→ Provided data:
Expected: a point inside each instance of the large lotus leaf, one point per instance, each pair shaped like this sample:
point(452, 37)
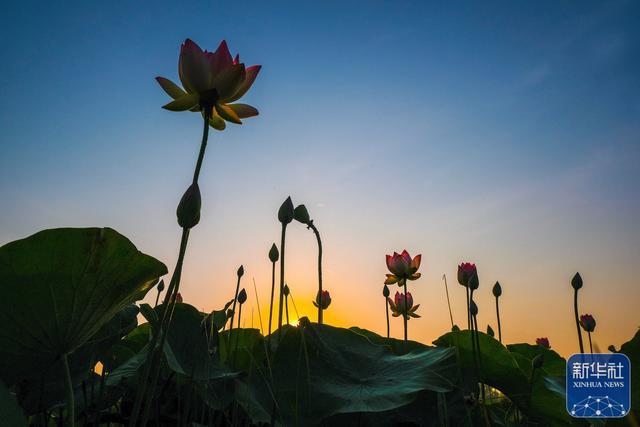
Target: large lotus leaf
point(242, 348)
point(59, 288)
point(187, 346)
point(319, 371)
point(554, 364)
point(10, 413)
point(47, 391)
point(510, 372)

→ Description of the task: Put every line of the entries above into a numbered list, skipping blank lines and leaving out the picture.

→ Exercise output:
1. Expected: a point inside each instance of the large lotus leaf, one point per instance, each pair shaped like this sample:
2. point(452, 37)
3. Target: large lotus leaf
4. point(242, 348)
5. point(59, 288)
6. point(187, 346)
7. point(319, 371)
8. point(554, 364)
9. point(10, 413)
10. point(47, 391)
11. point(510, 372)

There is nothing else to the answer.